▼
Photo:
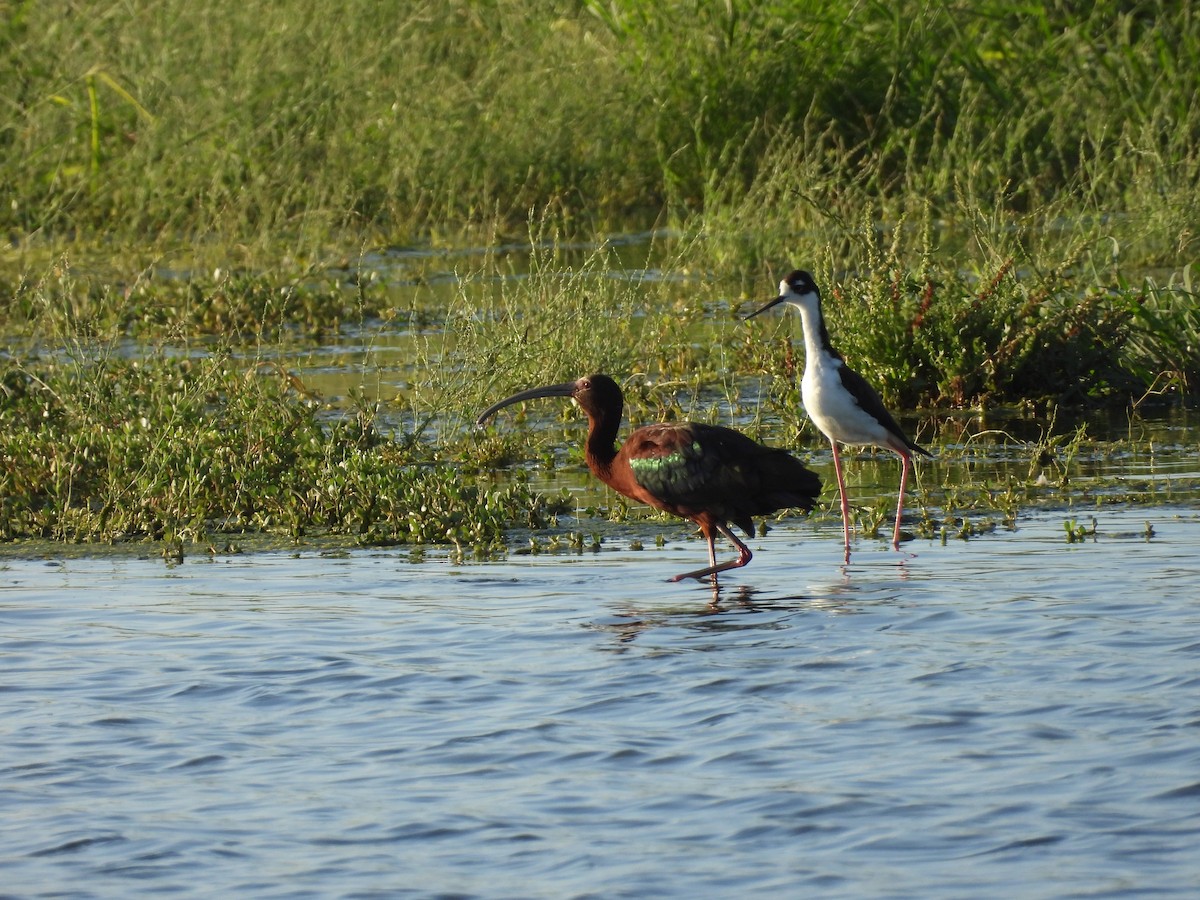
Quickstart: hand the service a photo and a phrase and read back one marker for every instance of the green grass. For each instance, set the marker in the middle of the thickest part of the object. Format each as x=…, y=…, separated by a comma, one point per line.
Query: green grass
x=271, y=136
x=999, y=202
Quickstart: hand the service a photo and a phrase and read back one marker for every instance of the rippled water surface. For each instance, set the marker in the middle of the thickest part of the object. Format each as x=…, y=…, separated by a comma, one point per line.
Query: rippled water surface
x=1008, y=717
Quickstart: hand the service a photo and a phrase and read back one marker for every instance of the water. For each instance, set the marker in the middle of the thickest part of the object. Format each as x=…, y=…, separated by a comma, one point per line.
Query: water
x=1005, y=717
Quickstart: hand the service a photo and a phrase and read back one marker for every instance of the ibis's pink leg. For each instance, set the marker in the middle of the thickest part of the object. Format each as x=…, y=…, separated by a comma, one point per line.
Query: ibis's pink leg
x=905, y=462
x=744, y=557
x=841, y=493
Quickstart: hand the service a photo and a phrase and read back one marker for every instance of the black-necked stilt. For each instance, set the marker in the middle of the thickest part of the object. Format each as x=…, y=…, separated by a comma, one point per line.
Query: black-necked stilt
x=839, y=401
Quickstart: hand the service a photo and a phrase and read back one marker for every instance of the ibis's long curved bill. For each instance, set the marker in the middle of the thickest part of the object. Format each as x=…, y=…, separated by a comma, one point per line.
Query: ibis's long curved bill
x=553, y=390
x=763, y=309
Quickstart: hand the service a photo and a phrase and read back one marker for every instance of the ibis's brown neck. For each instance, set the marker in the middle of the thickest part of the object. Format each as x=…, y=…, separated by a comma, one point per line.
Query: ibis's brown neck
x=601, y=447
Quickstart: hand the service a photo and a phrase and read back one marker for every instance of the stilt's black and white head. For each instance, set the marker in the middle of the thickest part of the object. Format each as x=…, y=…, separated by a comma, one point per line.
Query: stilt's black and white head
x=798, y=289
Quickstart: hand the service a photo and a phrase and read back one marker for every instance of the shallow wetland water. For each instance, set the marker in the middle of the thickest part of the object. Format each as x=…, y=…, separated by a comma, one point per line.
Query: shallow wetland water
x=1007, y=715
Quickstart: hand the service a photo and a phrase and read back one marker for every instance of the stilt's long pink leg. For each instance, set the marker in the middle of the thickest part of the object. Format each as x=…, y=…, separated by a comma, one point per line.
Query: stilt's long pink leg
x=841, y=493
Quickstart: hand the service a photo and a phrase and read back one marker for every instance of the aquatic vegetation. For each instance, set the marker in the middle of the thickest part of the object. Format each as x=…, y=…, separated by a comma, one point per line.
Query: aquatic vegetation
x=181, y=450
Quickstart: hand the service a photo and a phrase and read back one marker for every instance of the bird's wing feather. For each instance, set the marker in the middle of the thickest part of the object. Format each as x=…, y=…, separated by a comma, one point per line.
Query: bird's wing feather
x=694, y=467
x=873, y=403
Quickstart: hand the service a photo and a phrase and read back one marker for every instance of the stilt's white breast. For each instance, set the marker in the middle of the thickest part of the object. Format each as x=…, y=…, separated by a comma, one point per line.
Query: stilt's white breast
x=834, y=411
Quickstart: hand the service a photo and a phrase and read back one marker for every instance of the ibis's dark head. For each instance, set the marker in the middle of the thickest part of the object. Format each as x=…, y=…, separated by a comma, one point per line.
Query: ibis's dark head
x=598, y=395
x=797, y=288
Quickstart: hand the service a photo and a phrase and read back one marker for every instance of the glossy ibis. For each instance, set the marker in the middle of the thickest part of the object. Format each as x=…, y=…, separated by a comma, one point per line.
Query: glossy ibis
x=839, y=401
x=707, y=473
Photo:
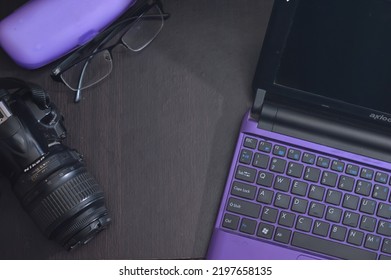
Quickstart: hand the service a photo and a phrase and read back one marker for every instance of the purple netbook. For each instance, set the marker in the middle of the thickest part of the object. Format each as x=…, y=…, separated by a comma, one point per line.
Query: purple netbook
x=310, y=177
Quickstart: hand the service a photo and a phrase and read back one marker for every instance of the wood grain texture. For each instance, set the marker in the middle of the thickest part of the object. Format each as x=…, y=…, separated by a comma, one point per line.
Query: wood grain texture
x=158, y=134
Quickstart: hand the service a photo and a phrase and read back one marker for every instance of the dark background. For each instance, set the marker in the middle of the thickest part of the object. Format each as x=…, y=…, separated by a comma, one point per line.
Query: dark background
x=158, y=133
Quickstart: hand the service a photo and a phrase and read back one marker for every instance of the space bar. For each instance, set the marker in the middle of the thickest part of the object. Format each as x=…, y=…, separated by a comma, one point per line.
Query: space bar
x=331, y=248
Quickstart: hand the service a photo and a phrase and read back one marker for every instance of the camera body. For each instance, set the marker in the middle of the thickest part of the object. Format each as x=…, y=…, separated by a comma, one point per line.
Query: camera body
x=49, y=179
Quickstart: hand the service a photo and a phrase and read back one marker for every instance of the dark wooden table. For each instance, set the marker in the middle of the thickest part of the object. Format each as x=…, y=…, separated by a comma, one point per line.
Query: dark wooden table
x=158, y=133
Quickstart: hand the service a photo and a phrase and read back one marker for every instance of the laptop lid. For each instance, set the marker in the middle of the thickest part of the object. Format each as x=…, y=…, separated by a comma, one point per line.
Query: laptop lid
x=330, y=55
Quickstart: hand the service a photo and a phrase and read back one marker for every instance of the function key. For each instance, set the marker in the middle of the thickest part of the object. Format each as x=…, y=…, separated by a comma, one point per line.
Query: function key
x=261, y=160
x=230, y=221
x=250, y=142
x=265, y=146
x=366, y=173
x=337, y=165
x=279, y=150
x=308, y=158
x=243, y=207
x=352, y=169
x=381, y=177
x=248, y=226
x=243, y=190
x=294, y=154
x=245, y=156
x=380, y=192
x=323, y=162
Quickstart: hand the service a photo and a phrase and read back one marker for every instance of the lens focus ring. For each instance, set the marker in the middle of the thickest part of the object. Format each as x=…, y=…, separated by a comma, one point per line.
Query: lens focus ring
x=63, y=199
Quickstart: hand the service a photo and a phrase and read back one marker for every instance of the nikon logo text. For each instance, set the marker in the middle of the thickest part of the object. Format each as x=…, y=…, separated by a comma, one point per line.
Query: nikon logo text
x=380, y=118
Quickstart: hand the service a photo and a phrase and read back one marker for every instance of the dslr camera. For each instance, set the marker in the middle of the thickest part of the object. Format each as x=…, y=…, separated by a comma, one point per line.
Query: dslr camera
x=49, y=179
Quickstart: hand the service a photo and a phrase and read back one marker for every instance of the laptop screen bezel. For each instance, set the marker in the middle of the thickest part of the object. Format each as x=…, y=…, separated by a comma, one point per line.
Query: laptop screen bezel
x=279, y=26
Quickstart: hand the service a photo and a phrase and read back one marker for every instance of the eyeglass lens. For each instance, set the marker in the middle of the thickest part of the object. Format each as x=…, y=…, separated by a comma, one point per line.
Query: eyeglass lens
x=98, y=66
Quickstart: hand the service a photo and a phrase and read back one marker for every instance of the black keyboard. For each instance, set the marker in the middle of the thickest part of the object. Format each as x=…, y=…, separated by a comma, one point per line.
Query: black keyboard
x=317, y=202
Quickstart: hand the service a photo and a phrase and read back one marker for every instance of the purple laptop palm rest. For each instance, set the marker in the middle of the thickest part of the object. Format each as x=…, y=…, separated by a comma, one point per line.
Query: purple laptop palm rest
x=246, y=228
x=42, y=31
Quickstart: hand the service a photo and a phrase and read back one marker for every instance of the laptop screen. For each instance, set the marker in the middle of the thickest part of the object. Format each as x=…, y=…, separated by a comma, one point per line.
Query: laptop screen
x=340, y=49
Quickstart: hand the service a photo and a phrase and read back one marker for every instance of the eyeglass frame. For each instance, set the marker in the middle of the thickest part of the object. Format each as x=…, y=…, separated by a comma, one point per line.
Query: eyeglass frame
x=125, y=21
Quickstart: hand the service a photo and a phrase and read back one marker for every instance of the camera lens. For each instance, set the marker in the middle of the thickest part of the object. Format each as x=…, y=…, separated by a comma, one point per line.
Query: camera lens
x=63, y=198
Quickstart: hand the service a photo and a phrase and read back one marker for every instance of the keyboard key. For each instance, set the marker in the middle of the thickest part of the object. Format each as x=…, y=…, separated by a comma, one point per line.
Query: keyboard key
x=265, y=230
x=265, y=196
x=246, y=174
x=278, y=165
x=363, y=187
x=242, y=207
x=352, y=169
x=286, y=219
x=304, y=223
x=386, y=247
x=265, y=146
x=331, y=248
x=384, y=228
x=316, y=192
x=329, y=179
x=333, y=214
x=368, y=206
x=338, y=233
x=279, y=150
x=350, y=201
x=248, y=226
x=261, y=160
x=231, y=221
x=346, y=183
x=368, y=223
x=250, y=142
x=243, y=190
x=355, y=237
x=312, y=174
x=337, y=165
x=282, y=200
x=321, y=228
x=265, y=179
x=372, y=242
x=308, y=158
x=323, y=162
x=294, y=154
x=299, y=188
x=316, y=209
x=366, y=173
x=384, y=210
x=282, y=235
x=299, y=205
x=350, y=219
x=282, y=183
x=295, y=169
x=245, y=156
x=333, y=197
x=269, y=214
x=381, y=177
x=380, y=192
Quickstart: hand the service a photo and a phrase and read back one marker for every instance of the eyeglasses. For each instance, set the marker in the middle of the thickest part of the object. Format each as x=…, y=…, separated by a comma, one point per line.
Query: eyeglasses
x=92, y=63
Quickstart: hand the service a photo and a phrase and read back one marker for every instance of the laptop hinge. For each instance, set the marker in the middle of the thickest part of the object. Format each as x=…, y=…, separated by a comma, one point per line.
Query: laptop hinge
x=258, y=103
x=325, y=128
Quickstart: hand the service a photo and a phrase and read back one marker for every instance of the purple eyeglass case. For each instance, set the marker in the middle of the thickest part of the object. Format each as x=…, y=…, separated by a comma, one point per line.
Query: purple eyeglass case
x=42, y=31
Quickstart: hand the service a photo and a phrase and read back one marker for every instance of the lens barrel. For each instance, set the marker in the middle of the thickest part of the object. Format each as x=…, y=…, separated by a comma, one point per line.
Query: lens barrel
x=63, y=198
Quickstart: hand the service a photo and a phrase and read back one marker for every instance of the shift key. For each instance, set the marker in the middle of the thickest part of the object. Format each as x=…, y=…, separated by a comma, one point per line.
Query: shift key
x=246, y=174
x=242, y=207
▲
Given task ▸ Reproduce only the lines between the line containing "the purple eyeglass" and the last line of the records, those two lines included, exactly.

Written answer ▸
Quickstart: hand the service a photo and a phrase and read back one marker for every instance of the purple eyeglass case. For each instance, set the marker in the middle of the thickest part of the object. Format each as x=…, y=…, separated by a comma, one point per line.
Query: purple eyeglass case
x=42, y=31
Quickstart: hand the service a photo and a phrase and read back one marker for every instance of the lens barrel. For each instance, set the marker in the middle of the thickest part of the object. Format each as x=…, y=…, separated by a comma, one point per line.
Query: lens barrel
x=63, y=198
Quickstart: hand the service a photo and a phrase and read back one marker for every instance of the shift key. For each instance, set the marker in the middle of the thickest part of the object. Format each as x=…, y=…, separated by a comma, one point per line.
Query: shift key
x=246, y=174
x=242, y=207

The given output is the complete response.